* _Required action_: Update the part of the colorectal cancer text starting at "Location: Israel" and ending at "polyposis coli (APC)." by putting "premalignant condition" in place of "precancerous condition".

Year of Grant: 2015

Location: Israel

Colorectal cancer (CRC) is the third most common cancer with over 1 million people diagnosed each year. In the US alone, more than 100,000 people are diagnosed with CRCand over 55,000 people die from the disease each year. Around 85% of all people suffering from a precancerous condition called colorectal adenomas or malignant transformation, called carcinoma, lose the function of a protein called adenomatous polyposis coli (APC).

APC is a classical tumor suppressor protein that shut off the expression of cancer promoting genes. In a subset of colorectal cancer patients, the loss of function of APC occurs due to a mutation, a single base substitution in the individuals’ DNA. This mutation stops the expression of the APC gene leading to expression of cancer promoting genes and the formation of cancer.

The researchers at Tel Aviv University had earlier shown a proof of concept study in mice focusing on an innovative approach to correct this loss of function. Their approach utilizes antibiotics that can cause the human protein translation machinery (the ribosome) to ignore this stop signal, thus translating a full length functional APC protein.

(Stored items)
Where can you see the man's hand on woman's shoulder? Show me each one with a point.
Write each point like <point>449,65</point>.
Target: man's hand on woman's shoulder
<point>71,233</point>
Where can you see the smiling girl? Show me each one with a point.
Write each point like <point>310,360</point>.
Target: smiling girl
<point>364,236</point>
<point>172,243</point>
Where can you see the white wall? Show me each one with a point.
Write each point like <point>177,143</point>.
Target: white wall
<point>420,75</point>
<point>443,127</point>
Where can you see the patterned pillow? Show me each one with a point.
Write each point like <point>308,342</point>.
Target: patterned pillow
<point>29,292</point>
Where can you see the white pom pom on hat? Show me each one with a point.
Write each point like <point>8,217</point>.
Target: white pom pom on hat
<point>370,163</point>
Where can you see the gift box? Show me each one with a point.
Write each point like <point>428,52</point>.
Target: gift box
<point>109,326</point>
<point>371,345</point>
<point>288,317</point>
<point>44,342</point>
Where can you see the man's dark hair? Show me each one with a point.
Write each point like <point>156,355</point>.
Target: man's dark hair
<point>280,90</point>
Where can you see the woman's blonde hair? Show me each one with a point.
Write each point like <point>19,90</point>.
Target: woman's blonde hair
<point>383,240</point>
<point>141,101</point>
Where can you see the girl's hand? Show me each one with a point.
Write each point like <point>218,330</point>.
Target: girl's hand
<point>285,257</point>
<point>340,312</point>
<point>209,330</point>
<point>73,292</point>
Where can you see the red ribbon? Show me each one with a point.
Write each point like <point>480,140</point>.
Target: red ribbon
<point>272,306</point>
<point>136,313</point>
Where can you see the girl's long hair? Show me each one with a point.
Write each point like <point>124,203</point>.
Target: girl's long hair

* _Answer to this task_:
Location: Israel

Colorectal cancer (CRC) is the third most common cancer with over 1 million people diagnosed each year. In the US alone, more than 100,000 people are diagnosed with CRCand over 55,000 people die from the disease each year. Around 85% of all people suffering from a premalignant condition called colorectal adenomas or malignant transformation, called carcinoma, lose the function of a protein called adenomatous polyposis coli (APC).